DOCUMENT SECTION:
↓
The foraging obsession grew from there, encompassing mulberries, crabapples, sumac, maypops and mayhaws, hackberries that “make more sense if you think of them as burly seeds instead of berries.”

Not all foraged goods require faraway field trips; she tracked local trees on errands as routine as the daily walk to her daughter’s school. Foraging in public spaces made it easier to appreciate her own surroundings instead of longing for what she might find elsewhere, easier to see herself as one part of a bigger ecosystem.

It’s a habit that could take strong root in Seattle, a city unusually rich in public orchards and street trees, where gardeners share fragile figs from their own harvests and pause to gather scrumptiously sweet Himalayan blackberries before tearing out the invasive vines. We have City Fruit here, a nonprofit that exists to help save fruit that might otherwise go to waste (it harvested more than 55,000 pounds in 2016 alone, donating more than half to food banks and pressing nine tons of “ugly” apples and crabapples into a fundraising cider).

Bir offers some practical guidelines for foraging: Is it safe? Is it legal? (“When in doubt, pick up the phone or knock on a door and ask.”) Is it for sure what you think it is? Is it morally OK? (Don’t take too much of an uncommon plant!) Is it ready to pick? She also has plenty of guidance and recipes for dealing with the peculiarities of foraged fruit — uncertain quantities, variable quality, types that aren’t bred for mass-market success.

But, as sharp and sensitive about feelings as flavors, Bir also knows that foraging touches something more than practicality or frugality or even sustenance.

It’s made her more neighborly, she writes, more outgoing, able to literally “walk the walk” of sustainability. More open to the parallel universes hidden in our own neighborhoods, as surely as Narnia behind the wardrobe or Wonderland down a rabbit hole.

“Think of the plants you’ve walked past dozens of times without even taking notice. Once you do notice them, you are a portal to a new realm. They are your looking glass.”
↑
INFORMATION PROVIDED:
↓
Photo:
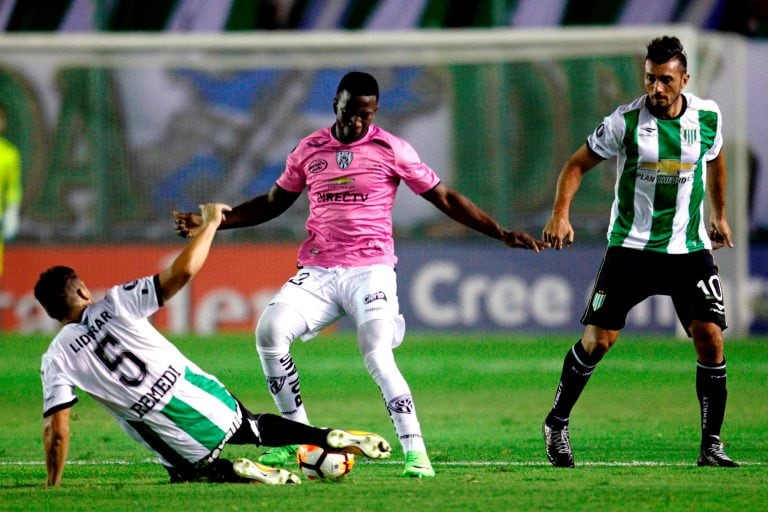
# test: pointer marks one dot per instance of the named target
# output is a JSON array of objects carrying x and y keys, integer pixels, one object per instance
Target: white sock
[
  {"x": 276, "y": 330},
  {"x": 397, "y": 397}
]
↑
↓
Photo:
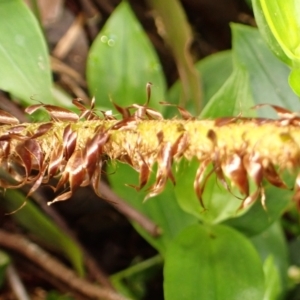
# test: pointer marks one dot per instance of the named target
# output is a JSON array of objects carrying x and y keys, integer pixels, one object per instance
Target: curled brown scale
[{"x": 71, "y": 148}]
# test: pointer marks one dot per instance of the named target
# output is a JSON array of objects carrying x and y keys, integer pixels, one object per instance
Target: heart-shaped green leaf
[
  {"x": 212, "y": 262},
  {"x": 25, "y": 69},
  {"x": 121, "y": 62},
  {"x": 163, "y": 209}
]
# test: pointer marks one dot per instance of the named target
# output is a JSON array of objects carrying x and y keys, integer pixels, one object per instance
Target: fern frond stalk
↑
TO-DO LIST:
1. In one to three sentences, explain what foraging in public spaces did for Bir, according to the foraging text.
2. Carry the foraging text forward from its final sentence.
The listing has no connection to the foraging text.

WRITTEN RESPONSES:
1. Foraging in public spaces made it easier for her to appreciate her own surroundings instead of longing for what she might find elsewhere. It also made it easier for her to see herself as one part of a bigger ecosystem.

2.
Buckwheat Berry Buckle

For the streusel

½ cup rolled oats

¼ cup buckwheat flour

½ cup packed light brown sugar

¼ teaspoon salt

pinch freshly grated nutmeg

¼ cup (½ stick) unsalted butter, cut into small pieces and at room temperature

For the cake:

1¼ cups unbleached all-purpose flour

½ cup buckwheat flour

1 teaspoon baking powder

¼ teaspoon baking soda

¼ teaspoon table salt

6 tablespoons unsalted butter, at room temperature

¾ cup sugar

2 large eggs

2/3 cup buttermilk

3 cups huckleberries (or substitute blueberries, mulberries, blackberries, raspberries)

1. Preheat the oven to 350 degrees, and set the rack in the middle. Grease a 9×9-inch pan.

2. Make the streusel: Combine the oats, buckwheat, brown sugar, salt, nutmeg and butter in a medium bowl. With your fingertips, work the mixture until it’s crumbly. Set aside.

3. Make the cake: In a medium bowl, whisk together the ingredients from the flour through the salt. In the bowl of an electric mixer fitted with the paddle attachment, beat the butter and sugar on medium-high speed until lightened, about 2 minutes. Add the eggs one at a time, scraping down the bowl after each, and beat until fluffy, about 3 minutes. Mix in the flour mixture in three additions, alternating with the buttermilk. Fold in half of the berries.

4. Spread the batter in a prepared pan. Scatter the remaining berries over the top, then the streusel. Bake until a toothpick inserted in the center comes out clean, about 40 minutes. Cool on a rack for at least 10 minutes before serving. Covered with plastic wrap, the buckle will keep for up to 2 days.